Stored items:
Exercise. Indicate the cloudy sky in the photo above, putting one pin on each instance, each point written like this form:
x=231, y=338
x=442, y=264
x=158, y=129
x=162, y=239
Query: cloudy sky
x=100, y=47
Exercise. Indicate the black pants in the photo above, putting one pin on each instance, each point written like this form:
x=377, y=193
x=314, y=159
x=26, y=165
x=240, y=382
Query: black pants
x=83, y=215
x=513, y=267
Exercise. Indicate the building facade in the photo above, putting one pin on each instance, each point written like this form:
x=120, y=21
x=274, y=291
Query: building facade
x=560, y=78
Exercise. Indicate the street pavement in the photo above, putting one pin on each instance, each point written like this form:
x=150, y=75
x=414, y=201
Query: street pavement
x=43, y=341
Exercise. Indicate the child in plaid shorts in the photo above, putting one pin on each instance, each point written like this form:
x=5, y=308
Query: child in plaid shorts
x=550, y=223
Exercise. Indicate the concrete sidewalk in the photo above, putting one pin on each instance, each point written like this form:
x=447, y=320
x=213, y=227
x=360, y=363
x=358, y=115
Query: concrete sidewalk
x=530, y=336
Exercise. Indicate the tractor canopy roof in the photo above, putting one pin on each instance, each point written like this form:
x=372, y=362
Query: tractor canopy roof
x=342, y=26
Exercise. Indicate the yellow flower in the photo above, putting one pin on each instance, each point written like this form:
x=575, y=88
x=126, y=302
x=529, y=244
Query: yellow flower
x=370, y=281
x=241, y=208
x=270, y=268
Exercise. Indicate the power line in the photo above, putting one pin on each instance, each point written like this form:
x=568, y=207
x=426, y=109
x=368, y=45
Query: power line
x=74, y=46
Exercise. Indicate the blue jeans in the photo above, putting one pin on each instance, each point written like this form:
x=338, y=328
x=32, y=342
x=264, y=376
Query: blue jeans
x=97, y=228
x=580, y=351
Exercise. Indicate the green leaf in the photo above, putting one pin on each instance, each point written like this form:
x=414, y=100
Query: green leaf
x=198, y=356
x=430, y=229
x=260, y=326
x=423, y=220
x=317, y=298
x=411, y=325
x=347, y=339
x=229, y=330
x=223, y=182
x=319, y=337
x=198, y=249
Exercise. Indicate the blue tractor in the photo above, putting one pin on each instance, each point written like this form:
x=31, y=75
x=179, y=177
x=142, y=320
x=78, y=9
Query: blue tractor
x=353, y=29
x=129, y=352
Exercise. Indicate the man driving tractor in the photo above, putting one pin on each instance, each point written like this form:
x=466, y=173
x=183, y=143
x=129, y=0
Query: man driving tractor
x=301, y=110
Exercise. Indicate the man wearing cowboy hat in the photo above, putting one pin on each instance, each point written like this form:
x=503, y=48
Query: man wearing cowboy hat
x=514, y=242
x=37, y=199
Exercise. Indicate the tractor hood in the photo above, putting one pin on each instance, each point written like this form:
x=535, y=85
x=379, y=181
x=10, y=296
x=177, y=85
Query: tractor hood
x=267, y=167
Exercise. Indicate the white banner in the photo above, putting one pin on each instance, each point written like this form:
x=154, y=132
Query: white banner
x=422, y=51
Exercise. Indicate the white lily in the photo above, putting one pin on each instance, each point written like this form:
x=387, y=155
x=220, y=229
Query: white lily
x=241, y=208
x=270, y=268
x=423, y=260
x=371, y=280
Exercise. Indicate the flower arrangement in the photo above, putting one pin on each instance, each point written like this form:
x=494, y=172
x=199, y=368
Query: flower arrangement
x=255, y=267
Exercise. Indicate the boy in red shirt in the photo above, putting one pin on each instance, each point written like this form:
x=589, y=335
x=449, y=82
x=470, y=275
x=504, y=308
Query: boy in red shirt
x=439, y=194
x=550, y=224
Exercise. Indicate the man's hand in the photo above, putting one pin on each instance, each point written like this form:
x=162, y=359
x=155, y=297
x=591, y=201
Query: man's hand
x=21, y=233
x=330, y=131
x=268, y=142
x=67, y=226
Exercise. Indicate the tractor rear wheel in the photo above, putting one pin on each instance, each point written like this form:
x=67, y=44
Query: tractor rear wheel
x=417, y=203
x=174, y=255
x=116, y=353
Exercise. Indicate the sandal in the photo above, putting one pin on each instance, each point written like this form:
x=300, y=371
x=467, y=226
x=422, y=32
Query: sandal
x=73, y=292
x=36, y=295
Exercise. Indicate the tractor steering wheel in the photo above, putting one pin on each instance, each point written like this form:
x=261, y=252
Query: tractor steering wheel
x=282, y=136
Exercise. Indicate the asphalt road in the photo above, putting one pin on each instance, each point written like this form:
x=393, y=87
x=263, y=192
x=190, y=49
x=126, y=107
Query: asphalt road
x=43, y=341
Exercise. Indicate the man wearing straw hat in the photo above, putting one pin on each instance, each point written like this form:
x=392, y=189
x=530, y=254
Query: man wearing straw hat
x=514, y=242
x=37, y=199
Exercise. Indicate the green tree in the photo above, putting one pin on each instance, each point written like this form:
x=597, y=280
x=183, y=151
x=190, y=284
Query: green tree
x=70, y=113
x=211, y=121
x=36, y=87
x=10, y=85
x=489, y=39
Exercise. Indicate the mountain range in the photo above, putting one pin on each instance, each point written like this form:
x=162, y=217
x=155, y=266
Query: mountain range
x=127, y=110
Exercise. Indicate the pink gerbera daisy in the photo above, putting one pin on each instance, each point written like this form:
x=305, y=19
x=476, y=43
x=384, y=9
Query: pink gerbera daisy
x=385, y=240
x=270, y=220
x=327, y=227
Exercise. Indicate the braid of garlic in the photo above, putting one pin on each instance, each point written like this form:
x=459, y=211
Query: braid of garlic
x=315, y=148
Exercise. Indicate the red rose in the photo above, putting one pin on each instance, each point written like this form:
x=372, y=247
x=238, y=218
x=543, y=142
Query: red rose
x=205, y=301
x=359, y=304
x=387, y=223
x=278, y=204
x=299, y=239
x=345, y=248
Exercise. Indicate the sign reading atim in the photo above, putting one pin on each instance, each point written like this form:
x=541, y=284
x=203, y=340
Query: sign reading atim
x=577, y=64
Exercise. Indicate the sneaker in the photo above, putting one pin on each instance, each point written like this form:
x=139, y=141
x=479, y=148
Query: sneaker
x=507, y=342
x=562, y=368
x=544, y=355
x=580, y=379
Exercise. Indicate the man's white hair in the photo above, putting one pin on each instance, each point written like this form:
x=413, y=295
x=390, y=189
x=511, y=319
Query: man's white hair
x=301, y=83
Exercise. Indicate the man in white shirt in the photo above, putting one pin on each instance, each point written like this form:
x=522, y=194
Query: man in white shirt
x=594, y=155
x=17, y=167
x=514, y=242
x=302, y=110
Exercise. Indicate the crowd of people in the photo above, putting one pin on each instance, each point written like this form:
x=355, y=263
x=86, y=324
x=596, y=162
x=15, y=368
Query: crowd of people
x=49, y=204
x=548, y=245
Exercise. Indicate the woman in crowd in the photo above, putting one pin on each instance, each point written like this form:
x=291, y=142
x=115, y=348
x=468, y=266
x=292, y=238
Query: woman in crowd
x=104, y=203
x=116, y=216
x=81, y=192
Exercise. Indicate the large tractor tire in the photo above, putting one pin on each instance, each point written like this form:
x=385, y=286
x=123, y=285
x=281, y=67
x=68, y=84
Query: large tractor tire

**Given instruction**
Rewrite the items from the first line up to and including the line with "x=530, y=336", putting "marker" in place of "pin" and changing nothing else.

**Response**
Exercise. Indicate the cloudy sky in the photo above, putting one marker on each instance, each point written like this form:
x=231, y=338
x=442, y=264
x=158, y=129
x=162, y=239
Query: cloudy sky
x=100, y=47
Exercise. Indicate the black pants in the photo above, putting one marker on each instance, each point written like this form:
x=377, y=193
x=314, y=159
x=26, y=165
x=240, y=382
Query: black pants
x=83, y=215
x=513, y=267
Exercise. Indicate the building facade in the photo above, putting one marker on each instance, each point written like this form:
x=120, y=21
x=274, y=291
Query: building facade
x=560, y=78
Exercise. Indicate the street pavement in the photo above, putting one marker on each instance, each point written like this form:
x=150, y=75
x=414, y=201
Query: street pavement
x=43, y=341
Exercise. Indicate the child in plaid shorts in the photo above, putting one marker on each instance, each point written like this form:
x=5, y=308
Query: child in plaid shorts
x=550, y=223
Exercise. Indicate the concrete sidewalk in the photo above, putting one marker on each instance, each point written like this form:
x=447, y=320
x=213, y=227
x=360, y=363
x=358, y=115
Query: concrete sidewalk
x=530, y=336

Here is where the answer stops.